»»
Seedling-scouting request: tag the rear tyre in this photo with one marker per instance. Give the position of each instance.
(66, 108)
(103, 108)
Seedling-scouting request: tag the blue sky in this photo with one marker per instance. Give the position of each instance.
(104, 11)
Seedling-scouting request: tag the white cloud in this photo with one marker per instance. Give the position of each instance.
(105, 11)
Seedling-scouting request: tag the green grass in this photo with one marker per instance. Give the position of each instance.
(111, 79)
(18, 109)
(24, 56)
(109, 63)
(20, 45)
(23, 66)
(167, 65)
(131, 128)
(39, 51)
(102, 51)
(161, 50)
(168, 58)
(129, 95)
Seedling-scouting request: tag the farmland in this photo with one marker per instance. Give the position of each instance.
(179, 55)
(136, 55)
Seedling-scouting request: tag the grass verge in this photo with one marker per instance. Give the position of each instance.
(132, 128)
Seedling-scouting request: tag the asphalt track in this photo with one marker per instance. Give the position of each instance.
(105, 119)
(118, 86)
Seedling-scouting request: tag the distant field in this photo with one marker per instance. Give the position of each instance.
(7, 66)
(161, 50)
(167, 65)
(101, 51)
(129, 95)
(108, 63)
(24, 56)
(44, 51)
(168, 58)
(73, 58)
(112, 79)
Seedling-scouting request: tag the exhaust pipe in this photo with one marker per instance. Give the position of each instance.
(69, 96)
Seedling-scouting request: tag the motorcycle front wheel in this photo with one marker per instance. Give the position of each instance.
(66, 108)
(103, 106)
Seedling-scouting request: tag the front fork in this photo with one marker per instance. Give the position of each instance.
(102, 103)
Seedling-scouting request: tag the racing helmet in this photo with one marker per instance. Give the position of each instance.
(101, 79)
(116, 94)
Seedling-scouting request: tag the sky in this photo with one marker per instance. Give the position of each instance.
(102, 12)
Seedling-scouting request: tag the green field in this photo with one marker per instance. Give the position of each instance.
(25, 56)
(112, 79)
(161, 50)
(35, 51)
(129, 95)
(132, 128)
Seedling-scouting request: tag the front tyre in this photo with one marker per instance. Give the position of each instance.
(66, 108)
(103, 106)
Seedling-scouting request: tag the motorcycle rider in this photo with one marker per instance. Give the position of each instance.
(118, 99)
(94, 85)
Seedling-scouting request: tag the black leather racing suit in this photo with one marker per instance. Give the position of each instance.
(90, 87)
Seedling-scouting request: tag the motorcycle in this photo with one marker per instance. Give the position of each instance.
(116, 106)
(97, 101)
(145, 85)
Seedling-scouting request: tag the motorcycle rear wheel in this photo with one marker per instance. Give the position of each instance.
««
YOUR OBJECTIVE: Nothing should be left out or altered, so reproduce the whole listing.

ANSWER:
Seedling-scouting request: tag the rear tyre in this photo with one marker per instance. Give the position of each instance.
(66, 108)
(103, 108)
Seedling-scouting request: tag the blue sky in this photo with one marker per instance. Give the position of each instance.
(104, 11)
Seedling-scouting request: tag the white cloud in this photo with one marker per instance. Give the position of each instance.
(105, 11)
Seedling-scouting request: tag the green grass in this photo with one marker per instance. Give the position of each instance.
(111, 79)
(18, 109)
(24, 56)
(109, 63)
(20, 45)
(23, 66)
(167, 65)
(131, 128)
(39, 51)
(102, 51)
(161, 50)
(168, 58)
(129, 95)
Seedling-scouting request: tag the farmland in this photo with one marker per instance. Give the position of each instance.
(179, 55)
(136, 55)
Seedling-scouting request: tag the grass verge in this photo with one marker per instance. Give the position of each instance.
(132, 128)
Seedling-scouting request: tag the asphalt track in this photo with one marker per instance. Give the position of each instance.
(105, 119)
(118, 86)
Seedling-scouting request: tag the distant field in this photo with one marker per instance. Give the position of each instance.
(7, 66)
(161, 50)
(167, 65)
(101, 51)
(129, 95)
(108, 63)
(24, 56)
(44, 51)
(168, 58)
(73, 58)
(112, 79)
Seedling-scouting request: tag the exhaust pipe in this photo with one marker per instance. Give the position of each instance.
(69, 96)
Seedling-scouting request: tag the motorcycle front wheel in this photo with one marker per instance. Give the position of each instance.
(66, 108)
(103, 106)
Seedling-scouting request: tag the front fork in this photo with one marker per instance. Give the position of each instance.
(102, 103)
Seedling-scouting request: tag the racing helmet in this photo with one marker per instance. Give the position of each instance.
(101, 79)
(116, 94)
Seedling-scouting request: tag the sky in this photo with one marker per instance. Give the position of each instance.
(102, 12)
Seedling-scouting request: tag the green field in this photo with one marker per instance. Give the position of each instance.
(25, 56)
(112, 79)
(161, 50)
(35, 51)
(129, 95)
(132, 128)
Seedling-scouting request: tag the front tyre in this photo with one marker per instance. Give the position of each instance.
(66, 108)
(103, 106)
Seedling-scouting request: tag the motorcycle rider in this photo with one marker per instance. Give the position of each instance.
(118, 99)
(94, 85)
Seedling-scouting request: tag the black leather racing suit in this photo with one marker per instance. Give the position of each instance.
(90, 87)
Seedling-scouting request: tag the motorcycle in this photo with one marker per instance. Give the position of each instance.
(116, 106)
(97, 101)
(145, 85)
Seedling-scouting request: tag the motorcycle rear wheel in this photo with one marker per instance. Give the position of each instance.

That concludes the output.